**THE REQUEST**
Each line of the material below should be reproduced exactly.

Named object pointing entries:

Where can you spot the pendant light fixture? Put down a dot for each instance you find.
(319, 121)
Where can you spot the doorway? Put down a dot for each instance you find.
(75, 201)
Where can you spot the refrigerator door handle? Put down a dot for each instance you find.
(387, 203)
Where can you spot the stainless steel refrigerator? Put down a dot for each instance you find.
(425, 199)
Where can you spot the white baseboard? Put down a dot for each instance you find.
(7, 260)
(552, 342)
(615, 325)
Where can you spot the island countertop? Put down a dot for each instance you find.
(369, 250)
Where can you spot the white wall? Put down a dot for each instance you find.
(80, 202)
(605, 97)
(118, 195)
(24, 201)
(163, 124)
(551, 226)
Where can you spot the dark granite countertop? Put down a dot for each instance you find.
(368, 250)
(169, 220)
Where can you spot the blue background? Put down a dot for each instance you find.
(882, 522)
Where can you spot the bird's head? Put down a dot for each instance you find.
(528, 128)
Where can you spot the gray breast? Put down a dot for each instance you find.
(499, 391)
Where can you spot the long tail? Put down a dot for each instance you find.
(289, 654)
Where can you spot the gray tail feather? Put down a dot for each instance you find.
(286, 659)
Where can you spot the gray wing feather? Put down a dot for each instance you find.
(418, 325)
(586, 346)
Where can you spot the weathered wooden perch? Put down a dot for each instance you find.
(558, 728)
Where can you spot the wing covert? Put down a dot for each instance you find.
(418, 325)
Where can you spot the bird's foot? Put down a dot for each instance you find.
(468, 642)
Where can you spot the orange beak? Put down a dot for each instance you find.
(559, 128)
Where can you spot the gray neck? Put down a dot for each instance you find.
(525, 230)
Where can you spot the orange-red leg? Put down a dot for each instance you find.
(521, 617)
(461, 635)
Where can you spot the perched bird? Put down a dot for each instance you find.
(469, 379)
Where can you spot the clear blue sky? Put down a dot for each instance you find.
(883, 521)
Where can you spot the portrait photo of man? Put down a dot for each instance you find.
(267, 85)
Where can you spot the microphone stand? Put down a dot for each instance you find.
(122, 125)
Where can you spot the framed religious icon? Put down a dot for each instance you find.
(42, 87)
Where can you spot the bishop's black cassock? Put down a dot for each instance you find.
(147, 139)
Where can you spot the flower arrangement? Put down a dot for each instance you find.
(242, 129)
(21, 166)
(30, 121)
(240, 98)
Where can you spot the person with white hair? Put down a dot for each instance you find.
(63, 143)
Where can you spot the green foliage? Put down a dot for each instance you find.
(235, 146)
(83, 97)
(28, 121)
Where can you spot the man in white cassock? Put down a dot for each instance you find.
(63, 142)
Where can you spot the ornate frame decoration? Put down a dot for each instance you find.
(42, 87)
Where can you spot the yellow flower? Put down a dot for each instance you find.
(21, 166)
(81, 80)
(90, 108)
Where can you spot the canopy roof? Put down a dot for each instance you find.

**RESULT BELOW**
Where can you spot the pendant light fixture? Put down a dot for each instance you find.
(319, 121)
Where can you spot the doorway? Put down a dot for each instance you find.
(75, 201)
Where can you spot the refrigerator door handle? Put down a dot for each instance you find.
(387, 203)
Where can you spot the stainless steel refrigerator? Put down a dot for each instance you find.
(425, 199)
Where can you spot the white baseboard? Put down a dot for each instance you find.
(7, 260)
(552, 342)
(615, 325)
Where can you spot the island countertop? Put down a dot for each instance you find.
(369, 250)
Where can you spot the white wall? Put down a dot for each instance you find.
(80, 202)
(605, 97)
(118, 195)
(24, 201)
(163, 124)
(551, 226)
Where can you spot the dark granite countertop? Put down a dot for each instance you find.
(368, 250)
(169, 220)
Where can you spot the blue background? Put down a dot for each instance you find.
(882, 522)
Where can you spot the bird's head? Put down a dot for each instance you find.
(528, 128)
Where can you spot the gray breast? Put down a dot for each instance you find.
(499, 391)
Where can you spot the long tail? Put down a dot for each instance you find.
(289, 654)
Where can you spot the gray tail feather? Put down a dot for each instance you find.
(286, 659)
Where can you spot the gray wing feather? Put down a dot for each instance you find.
(418, 325)
(586, 346)
Where can you spot the weathered wooden perch? Put down a dot for each instance you find.
(558, 728)
Where can you spot the wing covert? Put down a dot for each instance you find.
(418, 325)
Where can you spot the bird's foot? Put down a dot for each instance you find.
(468, 642)
Where can you spot the orange beak? Put down a dot for each instance you find.
(559, 128)
Where can you spot the gray neck? Put down a dot for each instance you find.
(525, 230)
Where can you spot the orange-red leg? Put down a dot for each instance you find.
(521, 617)
(461, 635)
Where can you spot the perched bird? Put down a dot for each instance you find.
(469, 379)
Where can you spot the clear blue sky? Put down a dot for each instance you find.
(883, 521)
Where can you spot the portrait photo of man? Put down a dot for each instance you find.
(267, 85)
Where can you spot the microphone stand? Put down a dot for each instance you find.
(122, 125)
Where can you spot the framed religious icon? Put down a dot for each instance you find.
(42, 87)
Where can you spot the bishop's black cassock? Put down a dot for each instance you find.
(147, 139)
Where can you spot the flower arrangement? Put down a dot for each instance you find.
(242, 129)
(21, 166)
(30, 121)
(240, 98)
Where can you spot the person with white hair? Put down a dot for each instance you find.
(63, 143)
Where can you spot the green foliage? Put down a dot for each instance you find.
(235, 146)
(83, 97)
(28, 121)
Where can you spot the man in white cassock? Put down a dot for each instance you find.
(63, 142)
Where can you spot the ornate frame decoration? Put down a dot for each instance you find.
(42, 87)
Where can you spot the yellow flower? Put down a dot for each instance you find.
(21, 166)
(81, 80)
(90, 108)
Where can you spot the canopy roof? Put down a dot for each instance you find.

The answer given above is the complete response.